### INSTRUCTIONS FOR THE TASK
Return every one of the lines below word for word, in the same order.
----------
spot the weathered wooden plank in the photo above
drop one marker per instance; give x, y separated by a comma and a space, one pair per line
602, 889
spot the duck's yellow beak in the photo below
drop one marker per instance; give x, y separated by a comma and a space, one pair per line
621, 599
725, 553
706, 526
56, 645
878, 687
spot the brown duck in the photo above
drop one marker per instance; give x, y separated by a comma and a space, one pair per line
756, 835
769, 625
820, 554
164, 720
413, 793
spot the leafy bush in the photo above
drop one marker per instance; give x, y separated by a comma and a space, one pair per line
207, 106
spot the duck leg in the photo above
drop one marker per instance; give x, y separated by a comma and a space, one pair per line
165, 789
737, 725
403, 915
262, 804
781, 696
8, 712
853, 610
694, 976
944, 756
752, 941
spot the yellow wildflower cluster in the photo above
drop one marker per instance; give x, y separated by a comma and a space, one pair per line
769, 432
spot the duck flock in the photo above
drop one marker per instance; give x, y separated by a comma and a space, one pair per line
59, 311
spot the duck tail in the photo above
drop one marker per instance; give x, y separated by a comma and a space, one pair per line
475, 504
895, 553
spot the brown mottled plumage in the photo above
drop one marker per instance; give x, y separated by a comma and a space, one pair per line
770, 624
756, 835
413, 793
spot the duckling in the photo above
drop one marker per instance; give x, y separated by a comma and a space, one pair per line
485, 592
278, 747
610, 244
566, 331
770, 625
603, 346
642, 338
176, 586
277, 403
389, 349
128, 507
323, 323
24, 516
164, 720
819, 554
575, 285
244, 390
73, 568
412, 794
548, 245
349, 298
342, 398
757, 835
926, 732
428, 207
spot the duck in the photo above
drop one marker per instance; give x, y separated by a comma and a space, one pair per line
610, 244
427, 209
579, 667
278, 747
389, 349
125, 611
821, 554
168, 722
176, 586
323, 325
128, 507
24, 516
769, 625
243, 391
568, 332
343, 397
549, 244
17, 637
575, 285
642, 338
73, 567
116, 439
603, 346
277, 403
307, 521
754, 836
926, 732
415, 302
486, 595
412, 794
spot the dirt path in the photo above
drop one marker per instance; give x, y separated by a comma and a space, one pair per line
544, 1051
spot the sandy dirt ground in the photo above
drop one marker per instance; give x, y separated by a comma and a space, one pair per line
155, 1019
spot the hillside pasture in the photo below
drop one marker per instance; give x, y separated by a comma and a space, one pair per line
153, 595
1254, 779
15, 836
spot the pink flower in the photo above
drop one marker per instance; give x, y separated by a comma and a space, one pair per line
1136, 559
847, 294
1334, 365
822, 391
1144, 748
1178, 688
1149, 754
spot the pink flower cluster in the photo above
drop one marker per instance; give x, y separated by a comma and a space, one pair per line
----------
### CORRECT RESULT
spot the weathered wooden plank in the photo above
drop one marker per instance; give x, y separated by a comma and a space, one pair per line
602, 889
spot the duck's yellow beak in the photo below
drop one marker per instance; give x, y separated by a comma and a space, one pair per line
621, 599
725, 553
706, 526
56, 645
878, 687
spot the brown duck in the photo above
drop one marker per instance; give x, y separated by a comma and a space, one pair per line
756, 835
769, 625
820, 554
164, 720
413, 793
spot the leafy bush in the photo above
drop one marker per instance; give x, y separated by a comma and a space, one pair per line
207, 106
spot the duck leg in the photo above
drop one marker per instance; give x, y separated by a comma and a space, one pair per line
165, 789
737, 725
403, 915
262, 804
781, 696
8, 712
853, 610
694, 976
944, 756
752, 941
spot the yellow wildflower cluster in the photo above
drop one marker per instance; give x, y separated by a comma and a space, one pair per line
769, 432
spot the duck flock in the photo above
drop one marker per instance; give x, y separated by a comma and a space, one pair per line
59, 311
spot the duck tail in the photo above
drop one marker per instance; give x, y separated by a comma and a space, one pair per line
475, 504
895, 553
spot the brown mottled plumage in the photo above
drop one marker per instance; give x, y separated by a comma and a space, one pair per line
770, 624
756, 835
413, 793
spot the duckling in the photo above
drop one marker per instance; give x, y separated by a comma and a space, one pair per line
485, 592
278, 747
610, 244
566, 331
770, 625
603, 346
642, 338
176, 586
277, 403
389, 349
128, 507
323, 323
24, 516
164, 720
819, 554
575, 285
244, 390
73, 568
412, 794
548, 245
349, 298
342, 398
757, 835
926, 732
428, 207
spot the duck in the photo above
drop one marker per instance; give x, y separated by a comma and a space, one pair per line
610, 244
427, 209
579, 667
278, 747
389, 349
125, 611
821, 554
168, 722
176, 586
323, 325
128, 507
24, 516
769, 625
243, 391
568, 332
343, 397
549, 244
17, 637
575, 285
642, 338
73, 567
116, 439
603, 346
277, 403
307, 521
754, 836
926, 732
415, 302
486, 595
412, 794
spot the dirt path in the photo above
drop one marker per instance; give x, y separated by a comma and a space, one pair per line
544, 1051
spot the sandy dirt ground in the photo above
drop one marker per instance; give x, y separated by a comma and a space, one pair per line
155, 1019
spot the hillside pasture in the photo below
drop one marker per instance; give x, y separated by a comma and a space, one pair per line
153, 595
1254, 779
15, 836
spot the pink flower in the photo above
drop one marker per instance; give x, y separated by a comma and a space, one pair per line
1136, 559
847, 294
1334, 365
822, 391
1144, 748
1178, 688
1149, 754
spot the pink flower cluster in the photo above
drop one marker per instance; give x, y separated by a comma and a space, one pair per line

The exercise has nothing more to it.